## [Text section]
DIANE WAGGONER: It seems to be so much about the couple wanting to document themselves with their shiny automobile, which probably was a very new purchase. The Cadillac V16 was only in production from 1930 to 1940. This is 1932. I find it fascinating that this is right at the beginning of the Great Depression, and here you have this couple just showing off their prosperousness with the fur coats and the car. And you have to wonder what happened to them.

Van Der Zee is so much about portraying the people who came into his studio. He also photographs the Harlem urban environment, Harlem storefronts, the life of the community, but the sort of bread and butter of his work was his studio portraiture. And he took such great care with all of his subjects that came into his studio. And he talks about that. He says that he put his heart and soul into them.

And what he wanted to do was really portray people as their best selves. And he produced these photographs that are so—they’re so aspirational, but they’re also very cosmopolitan. They’re very elegant. He really made sitters look the best that they could. He did a lot of photographic manipulation on his prints. He took so much care with them.

He did a lot of retouching to improve appearances. Van Der Zee did a lot of etching onto his negatives. And what he would do was he would add jewelry to his sitters. Once you know what to look for, you can see places where he’s added a ring to one of his sitters or he’s added a bracelet. We have a portrait of a bride in the exhibition where there’s a beautiful teardrop necklace. So he was always about trying to adorn his sitters to make them look even better than they did in real life. He was giving them an ideal version of themselves, which is what you want when you go to a studio and you’re sitting for a formal portrait.

Here’s this couple just posing so proudly with their Cadillac V16. It’s so shiny, it’s so highly polished. And so it’s all about their pride and their possessions. But at the same time, it’s also about Van Der Zee’s composition, the way he’s so beautifully composed it.

It’s anchored by the wheels on either side. The range of tones is beautiful. And then I love the way that he has bisected sort of the brownstone archway behind with the hood of the car. And it’s just that—it’s that geometry in a way, the horizontal lines of the car working against the vertical lines of the woman and the brownstones behind.

CELESTE HEADLEE: Here’s an extended excerpt of William Grant Still’s Lenox Avenue as performed for broadcast in 1938 by the Columbia Symphony Orchestra.

[MUSIC: WILLIAM GRANT STILL, LENOX AVENUE]

(SINGING)

So Lenox Avenue is an orchestral suite. It’s odd because William Grant Still occupies a pretty unique place in 20th-century music. He just didn’t fit anywhere. First of all, he was a Black man writing classical music, and that was not acceptable—to white audiences, particularly.

You’re talking about a time, an era in American history, when you had Count Basie, and Ella Fitzgerald, and Billie Holiday performing, John Coltrane, Thelonious Monk. Dizzy Gillespie was at the very beginning of his career. Miles Davis, I think, was born in the 1920s. Louis Armstrong, Duke Ellington. The country and the listening audience was very familiar with and comfortable with African Americans playing jazz music or the blues.

Collection entries
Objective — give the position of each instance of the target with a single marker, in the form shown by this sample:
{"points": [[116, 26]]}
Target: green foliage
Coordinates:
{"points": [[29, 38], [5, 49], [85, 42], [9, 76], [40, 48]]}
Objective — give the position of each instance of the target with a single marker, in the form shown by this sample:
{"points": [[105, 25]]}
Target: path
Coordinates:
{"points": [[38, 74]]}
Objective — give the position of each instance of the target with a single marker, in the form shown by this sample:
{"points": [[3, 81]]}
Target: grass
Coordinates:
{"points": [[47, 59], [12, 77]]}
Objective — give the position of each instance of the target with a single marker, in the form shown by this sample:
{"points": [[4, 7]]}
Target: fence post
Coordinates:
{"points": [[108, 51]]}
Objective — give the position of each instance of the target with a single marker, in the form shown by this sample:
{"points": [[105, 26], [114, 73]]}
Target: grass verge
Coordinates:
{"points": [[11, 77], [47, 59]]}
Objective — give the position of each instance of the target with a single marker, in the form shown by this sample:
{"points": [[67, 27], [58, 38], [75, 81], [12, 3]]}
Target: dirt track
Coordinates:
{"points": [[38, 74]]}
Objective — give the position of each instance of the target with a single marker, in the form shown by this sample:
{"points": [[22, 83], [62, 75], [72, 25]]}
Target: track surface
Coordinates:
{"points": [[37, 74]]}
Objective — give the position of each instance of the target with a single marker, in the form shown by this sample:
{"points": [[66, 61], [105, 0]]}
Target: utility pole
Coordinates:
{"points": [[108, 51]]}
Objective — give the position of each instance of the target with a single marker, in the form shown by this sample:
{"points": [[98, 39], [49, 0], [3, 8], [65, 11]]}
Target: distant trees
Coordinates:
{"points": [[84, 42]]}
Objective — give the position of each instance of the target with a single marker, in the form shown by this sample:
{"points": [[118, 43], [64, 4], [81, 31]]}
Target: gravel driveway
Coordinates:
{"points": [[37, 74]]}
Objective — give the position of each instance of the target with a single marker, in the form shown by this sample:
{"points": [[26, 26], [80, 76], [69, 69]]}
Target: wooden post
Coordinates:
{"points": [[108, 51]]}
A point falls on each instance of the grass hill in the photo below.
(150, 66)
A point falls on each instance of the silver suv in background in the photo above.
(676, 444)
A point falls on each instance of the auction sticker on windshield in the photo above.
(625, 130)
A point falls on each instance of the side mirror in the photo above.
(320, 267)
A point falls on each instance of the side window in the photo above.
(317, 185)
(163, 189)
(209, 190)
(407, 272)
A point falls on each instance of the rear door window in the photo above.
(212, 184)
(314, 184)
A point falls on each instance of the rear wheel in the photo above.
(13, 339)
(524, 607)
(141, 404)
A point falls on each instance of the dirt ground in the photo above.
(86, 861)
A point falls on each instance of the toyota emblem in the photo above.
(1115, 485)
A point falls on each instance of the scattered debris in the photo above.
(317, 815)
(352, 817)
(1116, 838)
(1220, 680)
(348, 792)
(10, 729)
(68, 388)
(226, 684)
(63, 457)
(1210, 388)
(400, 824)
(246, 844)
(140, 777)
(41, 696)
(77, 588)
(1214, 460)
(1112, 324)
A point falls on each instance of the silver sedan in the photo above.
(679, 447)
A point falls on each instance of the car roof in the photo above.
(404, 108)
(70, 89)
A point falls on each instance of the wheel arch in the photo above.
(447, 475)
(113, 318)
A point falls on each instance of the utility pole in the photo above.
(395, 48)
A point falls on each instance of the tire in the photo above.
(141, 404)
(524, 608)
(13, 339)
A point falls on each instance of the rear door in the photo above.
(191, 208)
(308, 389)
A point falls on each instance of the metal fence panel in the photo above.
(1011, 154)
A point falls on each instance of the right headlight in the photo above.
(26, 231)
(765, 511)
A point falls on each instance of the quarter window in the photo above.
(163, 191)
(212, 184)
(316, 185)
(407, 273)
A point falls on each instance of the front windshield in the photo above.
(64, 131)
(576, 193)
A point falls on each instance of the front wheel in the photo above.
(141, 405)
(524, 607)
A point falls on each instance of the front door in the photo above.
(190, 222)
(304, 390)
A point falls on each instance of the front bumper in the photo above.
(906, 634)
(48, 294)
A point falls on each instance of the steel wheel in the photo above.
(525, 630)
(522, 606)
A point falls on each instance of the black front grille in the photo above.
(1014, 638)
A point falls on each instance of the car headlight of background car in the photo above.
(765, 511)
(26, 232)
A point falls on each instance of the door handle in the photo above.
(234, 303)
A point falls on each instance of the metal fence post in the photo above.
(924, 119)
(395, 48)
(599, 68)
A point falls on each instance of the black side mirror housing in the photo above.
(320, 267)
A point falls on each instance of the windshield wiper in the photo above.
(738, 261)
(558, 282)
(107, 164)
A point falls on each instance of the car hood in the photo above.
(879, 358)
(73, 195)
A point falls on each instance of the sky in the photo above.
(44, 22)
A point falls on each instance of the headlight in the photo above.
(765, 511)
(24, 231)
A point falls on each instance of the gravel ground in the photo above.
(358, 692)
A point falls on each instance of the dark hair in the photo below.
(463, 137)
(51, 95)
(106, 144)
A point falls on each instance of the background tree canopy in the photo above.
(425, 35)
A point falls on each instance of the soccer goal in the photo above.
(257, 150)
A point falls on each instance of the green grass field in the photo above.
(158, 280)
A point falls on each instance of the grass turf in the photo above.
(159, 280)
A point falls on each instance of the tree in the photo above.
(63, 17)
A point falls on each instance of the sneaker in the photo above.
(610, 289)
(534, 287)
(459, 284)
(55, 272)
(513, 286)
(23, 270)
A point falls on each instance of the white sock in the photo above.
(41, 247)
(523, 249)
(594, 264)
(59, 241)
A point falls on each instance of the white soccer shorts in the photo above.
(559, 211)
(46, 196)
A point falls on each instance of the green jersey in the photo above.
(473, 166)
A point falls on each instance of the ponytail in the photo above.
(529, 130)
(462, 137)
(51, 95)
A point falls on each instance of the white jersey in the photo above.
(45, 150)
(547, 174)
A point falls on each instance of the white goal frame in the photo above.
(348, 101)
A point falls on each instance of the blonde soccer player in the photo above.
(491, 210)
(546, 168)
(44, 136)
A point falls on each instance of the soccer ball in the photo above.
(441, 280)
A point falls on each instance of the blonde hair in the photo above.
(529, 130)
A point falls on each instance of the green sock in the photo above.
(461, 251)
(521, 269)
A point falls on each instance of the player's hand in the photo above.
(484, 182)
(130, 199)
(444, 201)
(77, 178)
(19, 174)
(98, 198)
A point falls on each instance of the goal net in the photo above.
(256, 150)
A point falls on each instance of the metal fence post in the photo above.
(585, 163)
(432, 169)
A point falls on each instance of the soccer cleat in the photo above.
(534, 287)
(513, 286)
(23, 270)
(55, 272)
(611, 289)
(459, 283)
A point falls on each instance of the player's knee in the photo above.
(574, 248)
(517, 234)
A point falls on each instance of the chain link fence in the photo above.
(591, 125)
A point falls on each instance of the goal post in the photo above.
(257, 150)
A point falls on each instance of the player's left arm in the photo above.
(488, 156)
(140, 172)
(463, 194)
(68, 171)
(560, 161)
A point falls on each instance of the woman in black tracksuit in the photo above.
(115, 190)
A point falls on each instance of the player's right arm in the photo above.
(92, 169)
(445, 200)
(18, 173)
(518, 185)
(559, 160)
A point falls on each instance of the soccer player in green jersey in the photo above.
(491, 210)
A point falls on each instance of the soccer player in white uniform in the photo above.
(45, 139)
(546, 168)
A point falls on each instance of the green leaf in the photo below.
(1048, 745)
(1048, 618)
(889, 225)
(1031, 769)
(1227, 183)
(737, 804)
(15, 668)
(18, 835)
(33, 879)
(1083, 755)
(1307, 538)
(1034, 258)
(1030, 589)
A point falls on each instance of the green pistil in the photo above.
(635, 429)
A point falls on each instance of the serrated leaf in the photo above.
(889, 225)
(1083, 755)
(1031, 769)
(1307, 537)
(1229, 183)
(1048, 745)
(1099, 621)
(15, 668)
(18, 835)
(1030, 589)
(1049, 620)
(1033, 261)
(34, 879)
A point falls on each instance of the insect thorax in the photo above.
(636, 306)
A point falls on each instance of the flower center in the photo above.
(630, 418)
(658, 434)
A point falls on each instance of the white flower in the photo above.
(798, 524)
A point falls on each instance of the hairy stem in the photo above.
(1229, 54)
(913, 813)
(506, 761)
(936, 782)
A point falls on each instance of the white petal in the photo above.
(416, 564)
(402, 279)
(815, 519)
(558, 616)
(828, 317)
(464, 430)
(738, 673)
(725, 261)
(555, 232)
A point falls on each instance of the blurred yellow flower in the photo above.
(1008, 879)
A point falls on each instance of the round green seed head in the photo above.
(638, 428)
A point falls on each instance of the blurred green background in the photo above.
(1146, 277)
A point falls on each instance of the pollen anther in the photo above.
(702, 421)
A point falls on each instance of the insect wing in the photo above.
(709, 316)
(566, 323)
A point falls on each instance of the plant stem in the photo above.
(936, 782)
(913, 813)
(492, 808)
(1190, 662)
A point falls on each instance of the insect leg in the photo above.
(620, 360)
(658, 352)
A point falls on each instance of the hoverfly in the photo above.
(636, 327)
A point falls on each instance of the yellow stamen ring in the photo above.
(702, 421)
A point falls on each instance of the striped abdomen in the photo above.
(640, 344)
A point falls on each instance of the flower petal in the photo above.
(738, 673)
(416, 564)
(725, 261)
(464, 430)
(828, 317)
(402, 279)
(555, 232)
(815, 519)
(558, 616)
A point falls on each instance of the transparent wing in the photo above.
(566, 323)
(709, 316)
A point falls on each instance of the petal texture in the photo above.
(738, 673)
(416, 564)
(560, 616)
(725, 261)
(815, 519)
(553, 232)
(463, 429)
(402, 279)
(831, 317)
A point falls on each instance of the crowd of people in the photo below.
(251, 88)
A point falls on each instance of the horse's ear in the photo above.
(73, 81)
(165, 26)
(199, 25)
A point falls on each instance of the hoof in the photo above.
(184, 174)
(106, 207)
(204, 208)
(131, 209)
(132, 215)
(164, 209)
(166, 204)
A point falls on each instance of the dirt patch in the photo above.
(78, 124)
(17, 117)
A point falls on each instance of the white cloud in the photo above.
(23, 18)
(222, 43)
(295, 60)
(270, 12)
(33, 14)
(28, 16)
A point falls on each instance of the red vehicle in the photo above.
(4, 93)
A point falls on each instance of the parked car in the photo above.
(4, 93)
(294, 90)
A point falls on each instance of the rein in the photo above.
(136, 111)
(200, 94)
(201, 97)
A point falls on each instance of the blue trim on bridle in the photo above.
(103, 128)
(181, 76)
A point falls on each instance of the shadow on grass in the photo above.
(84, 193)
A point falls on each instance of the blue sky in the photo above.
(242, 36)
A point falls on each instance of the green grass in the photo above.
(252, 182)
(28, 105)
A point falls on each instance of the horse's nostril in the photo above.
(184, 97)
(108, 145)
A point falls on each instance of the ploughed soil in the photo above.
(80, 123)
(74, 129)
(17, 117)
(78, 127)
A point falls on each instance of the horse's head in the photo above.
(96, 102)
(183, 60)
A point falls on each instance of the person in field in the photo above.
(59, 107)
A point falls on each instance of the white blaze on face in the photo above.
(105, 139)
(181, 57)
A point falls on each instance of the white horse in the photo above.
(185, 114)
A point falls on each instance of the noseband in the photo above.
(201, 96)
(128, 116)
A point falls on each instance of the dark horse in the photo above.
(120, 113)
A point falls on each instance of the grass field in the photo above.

## [Challenges]
a: According to the transcript, during which years was the Cadillac V16 in production?
b: Translate this sentence from the transcript into French: "He really made sitters look the best that they could."
c: Print the portion of the transcript starting at "[MUSIC: WILLIAM GRANT" and ending at "or the blues.".

## [Outputs in order]
a: From 1930 to 1940.

b: Il faisait vraiment en sorte que ses modèles paraissent sous leur meilleur jour.

c:
[MUSIC: WILLIAM GRANT STILL, LENOX AVENUE]

(SINGING)

So Lenox Avenue is an orchestral suite. It’s odd because William Grant Still occupies a pretty unique place in 20th-century music. He just didn’t fit anywhere. First of all, he was a Black man writing classical music, and that was not acceptable—to white audiences, particularly.

You’re talking about a time, an era in American history, when you had Count Basie, and Ella Fitzgerald, and Billie Holiday performing, John Coltrane, Thelonious Monk. Dizzy Gillespie was at the very beginning of his career. Miles Davis, I think, was born in the 1920s. Louis Armstrong, Duke Ellington. The country and the listening audience was very familiar with and comfortable with African Americans playing jazz music or the blues.